Passage to read:
Normbrero

We make holes in teeth!

Wednesday, June 13, 2007

Katoraid

Since I seem to be on a roll with this blog thing I'm going to stay in-line with trying to be more helpful to the readers. Even though Terren's ass stayed in bed while we got stuck with water from his garden hose on Saturday I'm going to throw out a few thoughts on making your own sports drink.

This recipe for "Katoraid" came up on RBR recently so I will pass it along:

2.5 (100 mg.) potassium tablets, crushed
1 pack Kool-aid (any flavor)
3/4 cup sugar
1/4 tsp. salt

Mix everything together. Makes 2 liters. If your using a 24 oz. water bottle, use 1/4 a cup mix.

Nutrition Facts for Katoraid : (for 710 ml, same as standard size Gatoraid)
87 mg. potassium
51 g. sugars
209 mg. sodium
191 calories

Nutrition Facts for Gatoraid: (710 ml, standard size Gatoraid)
80 mg. Potassium
42 g. sugars
300 mg. sodium
180 calories

Yeah, it's a lot of sugar so use at your own risk but that's what this shit is. Also, the electrolyte aspect of it is useless if you're exercising for less than an hour so you can leave out the potassium and salt which essentially means that Gatoraid=Kool-Aid + salt. The real question becomes, what do you want out of a sports drink? Is this primarily for exercise at the gym? If so, how long are you exercising for? What time of day? Riddle me that and I'll try to come up with something that works for you.

I've made my own concoctions in the past mixing a small amount of Accelerade with maltodextrin. The problem with maltodextrin is that you need to buy it in bulk to get a decent price. I happen to have 20 pounds of it left so for me I can experiment at will. I've recently started cutting my Heed with it on shorter rides. That way it makes the pricey stuff last longer.

Some people use honey water. Some people use nothing but water when exercising for 2 hours or less. That's pretty cheap unless you use Holy Water or yak sweat.



Or you can just find some powdered Gatorade and throw in the towel on the DIY experiment but where's the ingenuity in that?

Incidentally Terren lives in about the greatest biking territory in the state. You have no choice but to climb hills which makes you strong like bull! Go out and make a loop which includes W Valley Brook and Bissel, do it 5 times a week, and call me in 8 weeks as you'll be a climbing monster by then, dropping me like Michelle drops a buttered bagel down the hatch.

That's the extent of today's PSA. On to the Wednesday ride which is an endurance or L2 ride by Joe Friel's direction, using the hard/easy approach. Since I went hard yesterday the prescription is to go easy today so I can go really hard tomorrow. The Thursday plan is another Swamp TT and the virtual partner goes on for that one. Fun stuff, I look forward to it.

This is all based on not going too hard the day before, a concept which is much easier to say than do sometimes. Last week my L2 ride was mentally painful and it seemed like every tweak in my body came out as I plodded along. So the plan today was to split the difference between endurance and tempo. Not too taxing yet not totally devoid of juice. This is another one of those "beyond the scope of this blog" items that I may come back to in a week or 2 since I'm still torn on this part of my weekday.

As an aside I'm actually running a 23 as my biggest gear in the back which makes my insistence on staying in the 42 up front even dumber. This paragraph has no natural place in this post so I'm going to leave it right there. It has nothing much to do with today's ride other than the fact I started using more of my gears.

Problem A:
Report how many lines of the listing below contain the word "decorative". Give only the number.

Data pulled from a collection:

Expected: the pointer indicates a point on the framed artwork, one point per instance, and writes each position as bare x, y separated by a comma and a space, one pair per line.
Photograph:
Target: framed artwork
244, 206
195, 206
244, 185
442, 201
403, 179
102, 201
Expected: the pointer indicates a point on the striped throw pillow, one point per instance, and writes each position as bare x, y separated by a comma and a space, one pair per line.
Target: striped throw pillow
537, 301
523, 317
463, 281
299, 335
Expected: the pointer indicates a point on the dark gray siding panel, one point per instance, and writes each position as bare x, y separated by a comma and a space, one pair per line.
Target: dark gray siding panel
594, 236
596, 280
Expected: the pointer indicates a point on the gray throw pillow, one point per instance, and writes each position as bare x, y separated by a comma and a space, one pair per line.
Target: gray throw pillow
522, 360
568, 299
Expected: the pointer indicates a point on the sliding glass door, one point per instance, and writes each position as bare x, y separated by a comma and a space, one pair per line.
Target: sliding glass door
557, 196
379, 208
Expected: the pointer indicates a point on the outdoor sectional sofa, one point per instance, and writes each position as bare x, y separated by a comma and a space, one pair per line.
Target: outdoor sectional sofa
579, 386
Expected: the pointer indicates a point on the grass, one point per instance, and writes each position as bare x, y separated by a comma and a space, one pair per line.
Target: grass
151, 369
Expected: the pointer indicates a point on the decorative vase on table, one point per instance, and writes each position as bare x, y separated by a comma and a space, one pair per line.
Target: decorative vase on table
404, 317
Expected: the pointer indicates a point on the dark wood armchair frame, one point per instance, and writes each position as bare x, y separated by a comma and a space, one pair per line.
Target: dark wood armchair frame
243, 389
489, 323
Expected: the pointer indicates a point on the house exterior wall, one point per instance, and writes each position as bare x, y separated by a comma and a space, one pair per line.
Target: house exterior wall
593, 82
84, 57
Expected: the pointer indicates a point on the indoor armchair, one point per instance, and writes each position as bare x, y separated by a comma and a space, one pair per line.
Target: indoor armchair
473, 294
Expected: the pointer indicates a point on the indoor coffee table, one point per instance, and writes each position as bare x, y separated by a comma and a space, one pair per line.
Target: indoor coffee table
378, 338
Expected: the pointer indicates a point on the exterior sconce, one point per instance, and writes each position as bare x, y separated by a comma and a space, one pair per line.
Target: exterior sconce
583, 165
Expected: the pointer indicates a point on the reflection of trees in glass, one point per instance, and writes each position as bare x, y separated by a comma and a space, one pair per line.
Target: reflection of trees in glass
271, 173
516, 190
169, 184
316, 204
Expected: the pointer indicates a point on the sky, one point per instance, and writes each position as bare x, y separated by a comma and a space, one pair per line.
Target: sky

Problem B:
According to the blog post about homemade sports drinks, how much sodium does Katoraid contain in 710 ml?

Worked answer A:
2

Worked answer B:
209 mg.